GIVEN RECORDS →

[Begin]

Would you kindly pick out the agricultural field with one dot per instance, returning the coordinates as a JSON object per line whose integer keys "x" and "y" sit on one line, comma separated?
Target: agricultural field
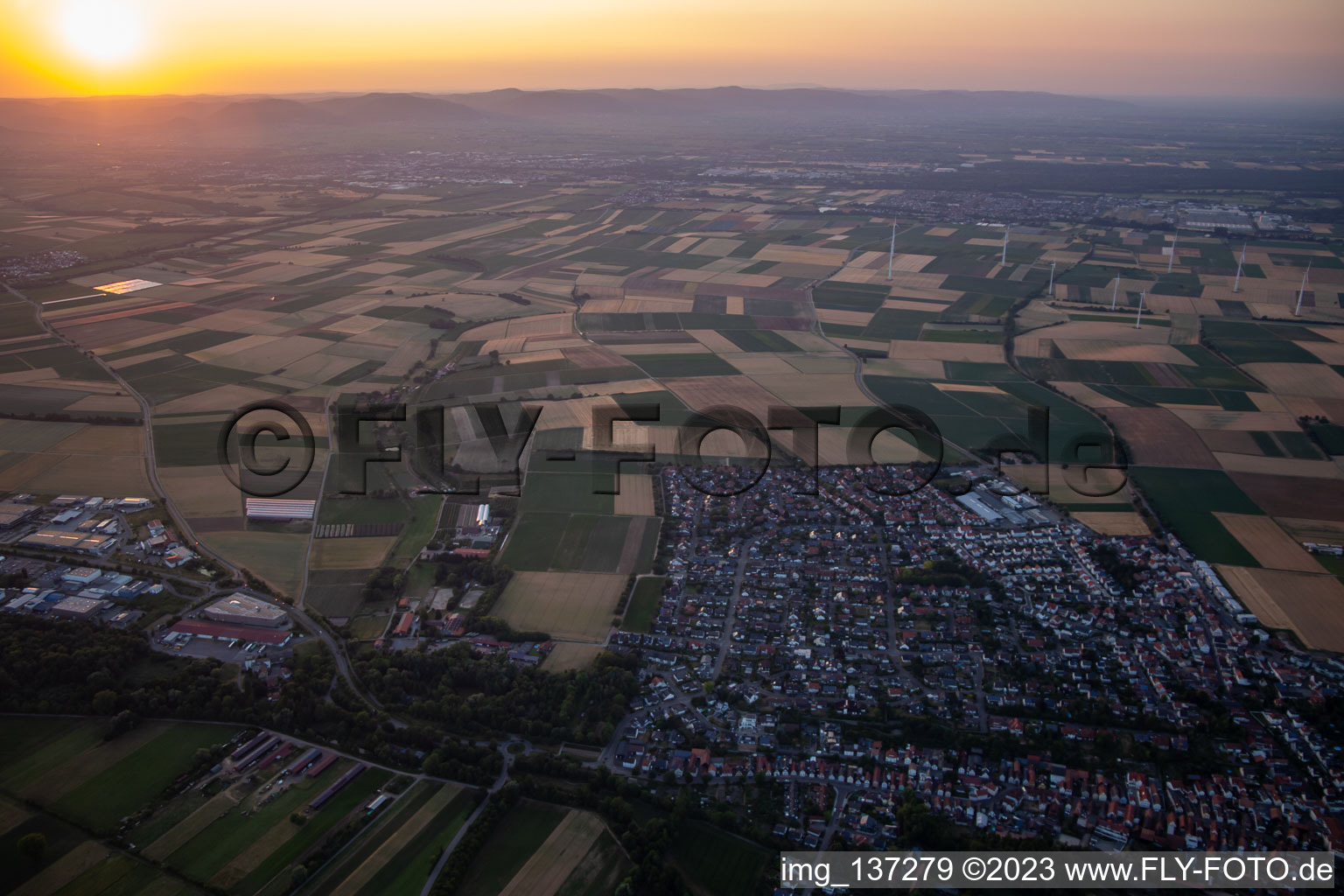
{"x": 547, "y": 850}
{"x": 390, "y": 856}
{"x": 1143, "y": 351}
{"x": 77, "y": 788}
{"x": 715, "y": 864}
{"x": 570, "y": 606}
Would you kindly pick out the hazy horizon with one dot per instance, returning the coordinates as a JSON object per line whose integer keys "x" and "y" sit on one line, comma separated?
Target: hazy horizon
{"x": 150, "y": 47}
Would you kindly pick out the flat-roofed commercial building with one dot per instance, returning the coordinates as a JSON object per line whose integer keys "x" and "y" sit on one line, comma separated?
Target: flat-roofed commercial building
{"x": 225, "y": 632}
{"x": 77, "y": 542}
{"x": 242, "y": 610}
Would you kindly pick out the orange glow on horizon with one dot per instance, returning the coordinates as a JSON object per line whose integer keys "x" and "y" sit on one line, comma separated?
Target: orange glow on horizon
{"x": 1214, "y": 47}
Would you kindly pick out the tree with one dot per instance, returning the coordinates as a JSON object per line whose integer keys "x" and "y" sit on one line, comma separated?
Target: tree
{"x": 105, "y": 703}
{"x": 32, "y": 846}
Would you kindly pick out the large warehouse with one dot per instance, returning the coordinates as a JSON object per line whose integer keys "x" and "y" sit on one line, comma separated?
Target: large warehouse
{"x": 242, "y": 610}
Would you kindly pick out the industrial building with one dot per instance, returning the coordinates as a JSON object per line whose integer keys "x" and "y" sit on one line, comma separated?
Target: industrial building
{"x": 77, "y": 542}
{"x": 242, "y": 610}
{"x": 80, "y": 577}
{"x": 222, "y": 632}
{"x": 80, "y": 607}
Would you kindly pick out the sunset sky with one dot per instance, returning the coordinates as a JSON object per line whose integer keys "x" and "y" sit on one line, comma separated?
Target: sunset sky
{"x": 1138, "y": 47}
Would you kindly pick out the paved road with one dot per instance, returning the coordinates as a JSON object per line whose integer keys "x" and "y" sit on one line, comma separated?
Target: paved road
{"x": 738, "y": 579}
{"x": 471, "y": 820}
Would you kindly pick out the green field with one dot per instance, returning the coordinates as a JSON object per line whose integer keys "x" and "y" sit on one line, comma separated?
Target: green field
{"x": 408, "y": 871}
{"x": 351, "y": 798}
{"x": 374, "y": 836}
{"x": 644, "y": 605}
{"x": 717, "y": 863}
{"x": 567, "y": 492}
{"x": 117, "y": 792}
{"x": 1187, "y": 500}
{"x": 663, "y": 366}
{"x": 226, "y": 837}
{"x": 567, "y": 542}
{"x": 509, "y": 845}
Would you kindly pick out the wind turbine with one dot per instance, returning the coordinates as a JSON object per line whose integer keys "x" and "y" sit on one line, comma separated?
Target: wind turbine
{"x": 892, "y": 256}
{"x": 1303, "y": 289}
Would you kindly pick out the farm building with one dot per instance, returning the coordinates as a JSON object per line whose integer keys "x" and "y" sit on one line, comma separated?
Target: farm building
{"x": 280, "y": 509}
{"x": 405, "y": 626}
{"x": 222, "y": 632}
{"x": 240, "y": 609}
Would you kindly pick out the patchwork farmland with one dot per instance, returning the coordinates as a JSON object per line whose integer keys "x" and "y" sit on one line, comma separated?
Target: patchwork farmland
{"x": 454, "y": 298}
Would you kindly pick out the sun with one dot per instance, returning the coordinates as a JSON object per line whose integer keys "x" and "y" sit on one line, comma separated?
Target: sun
{"x": 101, "y": 32}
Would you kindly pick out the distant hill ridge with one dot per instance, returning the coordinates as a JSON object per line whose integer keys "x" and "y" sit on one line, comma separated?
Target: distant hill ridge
{"x": 263, "y": 113}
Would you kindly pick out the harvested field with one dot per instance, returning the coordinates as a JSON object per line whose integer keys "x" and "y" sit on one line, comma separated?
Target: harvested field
{"x": 546, "y": 871}
{"x": 1083, "y": 394}
{"x": 63, "y": 871}
{"x": 816, "y": 389}
{"x": 1328, "y": 352}
{"x": 762, "y": 363}
{"x": 350, "y": 554}
{"x": 1156, "y": 437}
{"x": 396, "y": 841}
{"x": 248, "y": 860}
{"x": 102, "y": 439}
{"x": 1298, "y": 497}
{"x": 38, "y": 436}
{"x": 105, "y": 403}
{"x": 912, "y": 369}
{"x": 1268, "y": 543}
{"x": 1318, "y": 531}
{"x": 1278, "y": 466}
{"x": 57, "y": 473}
{"x": 663, "y": 348}
{"x": 566, "y": 655}
{"x": 1113, "y": 522}
{"x": 1284, "y": 378}
{"x": 906, "y": 349}
{"x": 1311, "y": 605}
{"x": 1246, "y": 421}
{"x": 1117, "y": 351}
{"x": 636, "y": 497}
{"x": 701, "y": 393}
{"x": 717, "y": 343}
{"x": 202, "y": 491}
{"x": 1033, "y": 476}
{"x": 571, "y": 606}
{"x": 844, "y": 318}
{"x": 89, "y": 763}
{"x": 802, "y": 256}
{"x": 198, "y": 821}
{"x": 1234, "y": 441}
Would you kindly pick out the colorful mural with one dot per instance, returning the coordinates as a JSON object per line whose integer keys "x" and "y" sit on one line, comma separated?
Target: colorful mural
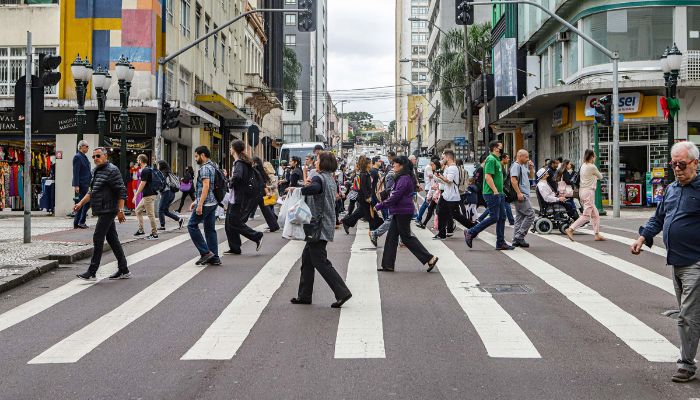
{"x": 103, "y": 30}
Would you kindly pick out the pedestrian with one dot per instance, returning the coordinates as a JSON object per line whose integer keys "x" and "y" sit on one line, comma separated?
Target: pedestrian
{"x": 81, "y": 182}
{"x": 320, "y": 197}
{"x": 678, "y": 216}
{"x": 522, "y": 170}
{"x": 147, "y": 203}
{"x": 364, "y": 199}
{"x": 401, "y": 207}
{"x": 204, "y": 210}
{"x": 242, "y": 201}
{"x": 448, "y": 205}
{"x": 166, "y": 198}
{"x": 106, "y": 196}
{"x": 589, "y": 176}
{"x": 186, "y": 187}
{"x": 493, "y": 195}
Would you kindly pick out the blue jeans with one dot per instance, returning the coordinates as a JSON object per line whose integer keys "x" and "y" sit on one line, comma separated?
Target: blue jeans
{"x": 166, "y": 198}
{"x": 81, "y": 215}
{"x": 494, "y": 203}
{"x": 208, "y": 217}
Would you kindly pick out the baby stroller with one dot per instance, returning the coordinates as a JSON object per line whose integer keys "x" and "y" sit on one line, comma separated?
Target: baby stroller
{"x": 551, "y": 216}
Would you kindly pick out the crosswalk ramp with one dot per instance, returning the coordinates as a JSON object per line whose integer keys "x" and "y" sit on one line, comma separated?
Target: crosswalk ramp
{"x": 361, "y": 328}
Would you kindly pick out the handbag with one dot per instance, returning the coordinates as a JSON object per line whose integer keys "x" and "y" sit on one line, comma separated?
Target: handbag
{"x": 312, "y": 230}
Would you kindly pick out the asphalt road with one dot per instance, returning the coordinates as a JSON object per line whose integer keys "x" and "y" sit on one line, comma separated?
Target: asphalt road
{"x": 586, "y": 324}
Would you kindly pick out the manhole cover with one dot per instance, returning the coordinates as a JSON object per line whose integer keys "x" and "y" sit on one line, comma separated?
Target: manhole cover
{"x": 505, "y": 288}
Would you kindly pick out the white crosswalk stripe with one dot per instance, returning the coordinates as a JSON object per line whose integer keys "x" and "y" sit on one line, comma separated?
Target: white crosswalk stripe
{"x": 360, "y": 328}
{"x": 500, "y": 334}
{"x": 225, "y": 336}
{"x": 617, "y": 263}
{"x": 50, "y": 299}
{"x": 638, "y": 336}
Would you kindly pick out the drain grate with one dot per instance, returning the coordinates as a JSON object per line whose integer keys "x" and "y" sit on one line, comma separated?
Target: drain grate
{"x": 505, "y": 288}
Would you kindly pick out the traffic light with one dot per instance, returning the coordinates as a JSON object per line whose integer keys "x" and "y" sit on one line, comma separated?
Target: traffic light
{"x": 170, "y": 116}
{"x": 47, "y": 64}
{"x": 603, "y": 111}
{"x": 464, "y": 12}
{"x": 307, "y": 19}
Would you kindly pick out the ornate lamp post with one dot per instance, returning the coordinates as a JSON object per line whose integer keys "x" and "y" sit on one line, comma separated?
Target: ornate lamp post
{"x": 102, "y": 82}
{"x": 671, "y": 65}
{"x": 82, "y": 73}
{"x": 124, "y": 76}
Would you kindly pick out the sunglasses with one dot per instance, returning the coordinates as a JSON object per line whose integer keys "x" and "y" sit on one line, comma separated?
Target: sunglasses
{"x": 679, "y": 164}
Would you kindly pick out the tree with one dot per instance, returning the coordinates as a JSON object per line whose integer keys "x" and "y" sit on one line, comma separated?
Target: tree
{"x": 448, "y": 65}
{"x": 291, "y": 72}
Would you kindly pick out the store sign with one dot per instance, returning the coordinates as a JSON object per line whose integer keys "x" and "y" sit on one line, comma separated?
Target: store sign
{"x": 629, "y": 103}
{"x": 136, "y": 124}
{"x": 560, "y": 116}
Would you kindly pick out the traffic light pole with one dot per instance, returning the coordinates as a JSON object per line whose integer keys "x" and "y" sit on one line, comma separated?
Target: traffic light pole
{"x": 615, "y": 58}
{"x": 160, "y": 90}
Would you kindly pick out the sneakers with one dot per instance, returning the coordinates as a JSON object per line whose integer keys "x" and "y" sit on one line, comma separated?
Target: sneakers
{"x": 683, "y": 375}
{"x": 120, "y": 275}
{"x": 86, "y": 276}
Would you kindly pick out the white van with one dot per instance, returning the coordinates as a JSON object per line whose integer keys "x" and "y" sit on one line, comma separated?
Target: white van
{"x": 300, "y": 150}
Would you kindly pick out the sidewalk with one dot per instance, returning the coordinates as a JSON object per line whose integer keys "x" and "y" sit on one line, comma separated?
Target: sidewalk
{"x": 54, "y": 242}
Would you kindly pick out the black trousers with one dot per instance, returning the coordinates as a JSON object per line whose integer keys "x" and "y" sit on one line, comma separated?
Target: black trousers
{"x": 236, "y": 227}
{"x": 401, "y": 228}
{"x": 362, "y": 211}
{"x": 448, "y": 212}
{"x": 106, "y": 229}
{"x": 314, "y": 257}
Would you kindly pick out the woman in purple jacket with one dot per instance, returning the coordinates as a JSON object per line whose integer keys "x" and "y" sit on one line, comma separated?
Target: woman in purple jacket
{"x": 401, "y": 207}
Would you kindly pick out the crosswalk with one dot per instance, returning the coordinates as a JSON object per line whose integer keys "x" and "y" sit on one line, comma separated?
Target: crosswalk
{"x": 361, "y": 327}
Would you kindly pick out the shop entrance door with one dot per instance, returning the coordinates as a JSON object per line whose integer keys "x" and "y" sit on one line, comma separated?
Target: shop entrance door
{"x": 636, "y": 164}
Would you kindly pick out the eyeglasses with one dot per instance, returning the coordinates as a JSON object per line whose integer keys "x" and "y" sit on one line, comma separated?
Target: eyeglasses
{"x": 679, "y": 164}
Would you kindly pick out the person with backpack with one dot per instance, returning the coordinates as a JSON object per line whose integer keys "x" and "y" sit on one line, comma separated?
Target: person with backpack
{"x": 246, "y": 191}
{"x": 204, "y": 209}
{"x": 172, "y": 186}
{"x": 150, "y": 185}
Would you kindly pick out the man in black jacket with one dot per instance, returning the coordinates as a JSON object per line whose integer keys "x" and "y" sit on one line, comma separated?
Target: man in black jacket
{"x": 106, "y": 196}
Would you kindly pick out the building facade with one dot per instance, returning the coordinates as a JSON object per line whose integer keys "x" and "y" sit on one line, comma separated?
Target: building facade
{"x": 559, "y": 75}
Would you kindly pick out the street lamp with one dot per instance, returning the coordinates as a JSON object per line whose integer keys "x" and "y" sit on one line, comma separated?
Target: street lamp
{"x": 82, "y": 73}
{"x": 671, "y": 62}
{"x": 124, "y": 77}
{"x": 102, "y": 82}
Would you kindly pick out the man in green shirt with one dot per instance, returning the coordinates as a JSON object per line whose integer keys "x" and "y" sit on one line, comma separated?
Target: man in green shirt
{"x": 493, "y": 194}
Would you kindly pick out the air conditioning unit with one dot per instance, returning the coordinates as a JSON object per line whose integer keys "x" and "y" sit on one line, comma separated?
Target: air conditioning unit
{"x": 563, "y": 36}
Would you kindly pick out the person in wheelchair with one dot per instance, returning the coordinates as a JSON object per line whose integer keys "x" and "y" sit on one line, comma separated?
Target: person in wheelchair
{"x": 545, "y": 192}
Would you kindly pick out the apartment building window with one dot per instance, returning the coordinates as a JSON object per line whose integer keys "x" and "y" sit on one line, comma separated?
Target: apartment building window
{"x": 197, "y": 20}
{"x": 184, "y": 88}
{"x": 185, "y": 17}
{"x": 290, "y": 19}
{"x": 169, "y": 10}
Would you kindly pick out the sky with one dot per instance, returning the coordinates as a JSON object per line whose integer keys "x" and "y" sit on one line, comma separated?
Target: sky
{"x": 361, "y": 55}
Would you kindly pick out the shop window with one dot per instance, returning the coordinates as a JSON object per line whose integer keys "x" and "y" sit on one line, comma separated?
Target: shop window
{"x": 639, "y": 34}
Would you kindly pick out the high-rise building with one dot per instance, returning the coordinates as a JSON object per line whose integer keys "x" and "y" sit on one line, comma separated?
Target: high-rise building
{"x": 307, "y": 120}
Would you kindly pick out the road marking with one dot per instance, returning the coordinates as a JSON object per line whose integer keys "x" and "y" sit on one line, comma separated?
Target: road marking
{"x": 360, "y": 329}
{"x": 50, "y": 299}
{"x": 637, "y": 335}
{"x": 82, "y": 342}
{"x": 225, "y": 336}
{"x": 617, "y": 263}
{"x": 659, "y": 251}
{"x": 499, "y": 333}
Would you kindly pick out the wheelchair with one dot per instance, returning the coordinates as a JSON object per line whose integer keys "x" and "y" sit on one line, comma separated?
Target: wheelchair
{"x": 551, "y": 216}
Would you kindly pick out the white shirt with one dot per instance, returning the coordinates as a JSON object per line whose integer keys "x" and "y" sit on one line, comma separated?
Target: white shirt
{"x": 451, "y": 191}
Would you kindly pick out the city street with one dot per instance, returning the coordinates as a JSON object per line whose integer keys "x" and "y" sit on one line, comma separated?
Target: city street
{"x": 557, "y": 320}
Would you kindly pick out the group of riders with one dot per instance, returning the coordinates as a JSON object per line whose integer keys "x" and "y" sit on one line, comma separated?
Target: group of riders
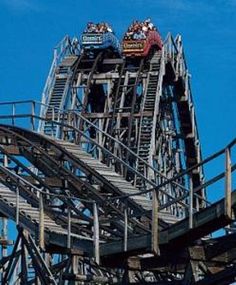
{"x": 137, "y": 30}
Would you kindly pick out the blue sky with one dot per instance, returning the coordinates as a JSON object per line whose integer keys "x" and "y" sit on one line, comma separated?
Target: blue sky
{"x": 31, "y": 28}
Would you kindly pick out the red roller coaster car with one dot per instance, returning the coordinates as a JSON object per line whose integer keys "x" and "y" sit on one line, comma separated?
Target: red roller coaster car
{"x": 141, "y": 47}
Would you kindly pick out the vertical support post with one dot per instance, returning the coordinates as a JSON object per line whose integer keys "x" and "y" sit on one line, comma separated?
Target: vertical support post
{"x": 33, "y": 115}
{"x": 155, "y": 234}
{"x": 126, "y": 230}
{"x": 69, "y": 228}
{"x": 228, "y": 183}
{"x": 41, "y": 222}
{"x": 96, "y": 233}
{"x": 17, "y": 205}
{"x": 190, "y": 202}
{"x": 13, "y": 113}
{"x": 4, "y": 236}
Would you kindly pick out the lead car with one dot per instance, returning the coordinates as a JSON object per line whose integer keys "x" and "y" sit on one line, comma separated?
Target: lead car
{"x": 140, "y": 38}
{"x": 97, "y": 37}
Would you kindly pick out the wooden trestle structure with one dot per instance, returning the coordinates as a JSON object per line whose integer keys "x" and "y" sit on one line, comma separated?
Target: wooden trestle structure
{"x": 104, "y": 178}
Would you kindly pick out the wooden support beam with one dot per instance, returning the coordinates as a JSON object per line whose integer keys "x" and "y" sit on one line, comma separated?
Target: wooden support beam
{"x": 228, "y": 183}
{"x": 41, "y": 222}
{"x": 96, "y": 234}
{"x": 155, "y": 234}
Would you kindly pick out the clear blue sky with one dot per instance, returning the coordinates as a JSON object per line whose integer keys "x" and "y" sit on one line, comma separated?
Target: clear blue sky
{"x": 31, "y": 28}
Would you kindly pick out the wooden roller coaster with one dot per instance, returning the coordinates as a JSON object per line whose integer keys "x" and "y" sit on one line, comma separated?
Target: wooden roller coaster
{"x": 103, "y": 179}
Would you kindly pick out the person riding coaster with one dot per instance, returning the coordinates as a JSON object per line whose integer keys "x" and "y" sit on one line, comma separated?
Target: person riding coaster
{"x": 98, "y": 37}
{"x": 140, "y": 38}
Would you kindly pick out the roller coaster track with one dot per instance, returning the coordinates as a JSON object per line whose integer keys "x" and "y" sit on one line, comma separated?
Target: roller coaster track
{"x": 111, "y": 181}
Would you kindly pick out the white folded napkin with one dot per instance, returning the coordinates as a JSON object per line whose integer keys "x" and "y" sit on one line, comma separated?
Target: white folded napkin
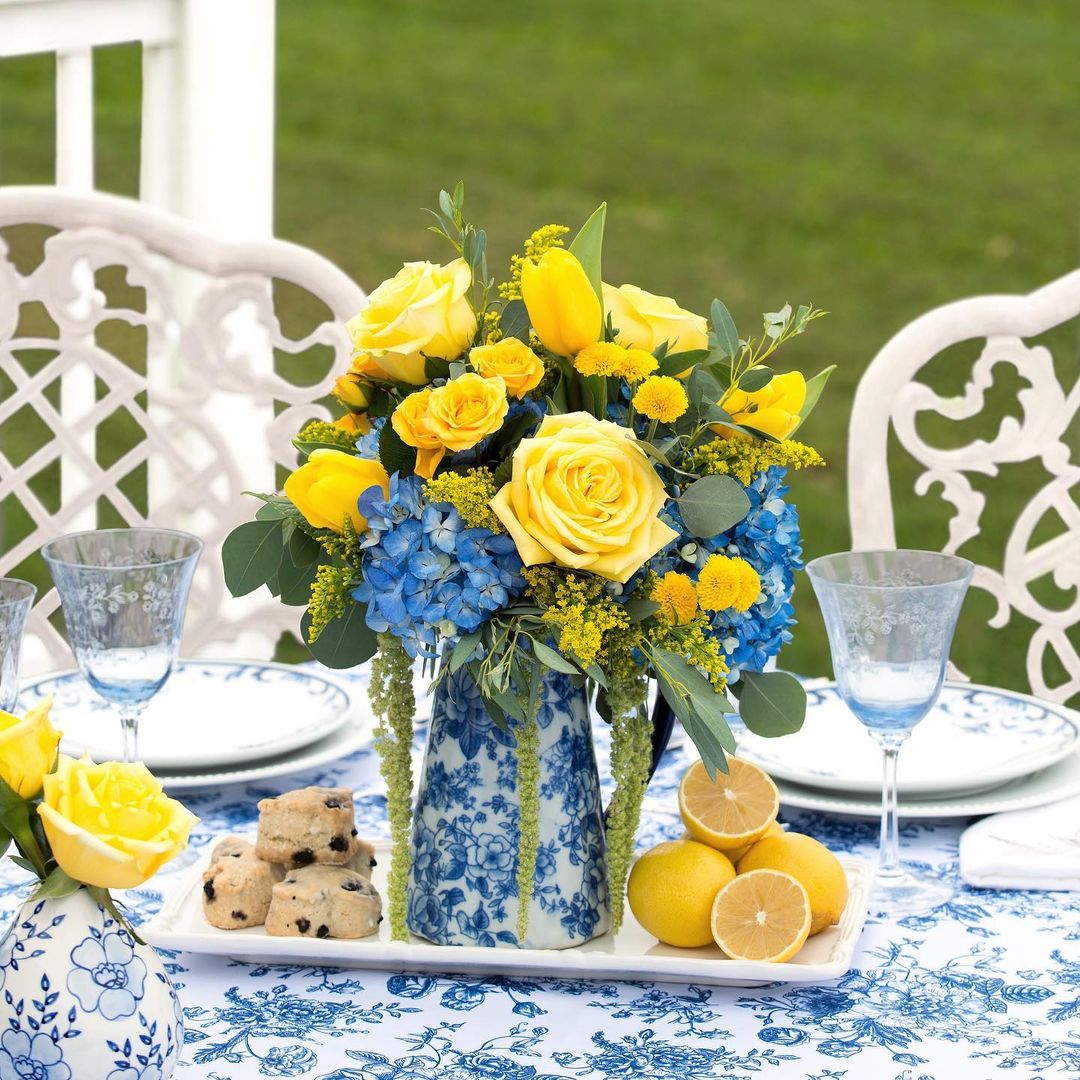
{"x": 1025, "y": 849}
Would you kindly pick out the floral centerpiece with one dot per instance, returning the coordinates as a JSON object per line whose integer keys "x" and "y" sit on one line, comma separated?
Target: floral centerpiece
{"x": 82, "y": 995}
{"x": 551, "y": 491}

[End]

WRITTEN TASK → Leave the pictures out, and reproduce only the lines from the line holding "Would you kindly pick out the person riding" through the last line of the material, both included.

FINAL ANSWER →
Would you kindly pick out the person riding coaster with one dot per instance, returning the coordinates as a JSON object per line whose integer keys "x" and "y" sit on one line, comma separated?
Target: person riding coaster
{"x": 98, "y": 37}
{"x": 140, "y": 38}
Would you kindly pick out the roller coaster track with one dot per instance, returning the coordinates as a JSON object per line whose integer keys "x" and "y" sit on one line, comma separated?
Target: roller coaster track
{"x": 111, "y": 181}
Would you kindly pick out the white folded napkin with one dot per instance, returning the coordinates as a JSON object per line whose integer keys "x" and "y" sit on one line, comma separated?
Target: white folded napkin
{"x": 1025, "y": 849}
Would you kindly pick out the floral centerpiece with one dot per instance, returning the coordinates as a JSON object per line whose integer keys "x" and "y" sit on one line, comma separated?
Target: floral centerpiece
{"x": 82, "y": 995}
{"x": 551, "y": 491}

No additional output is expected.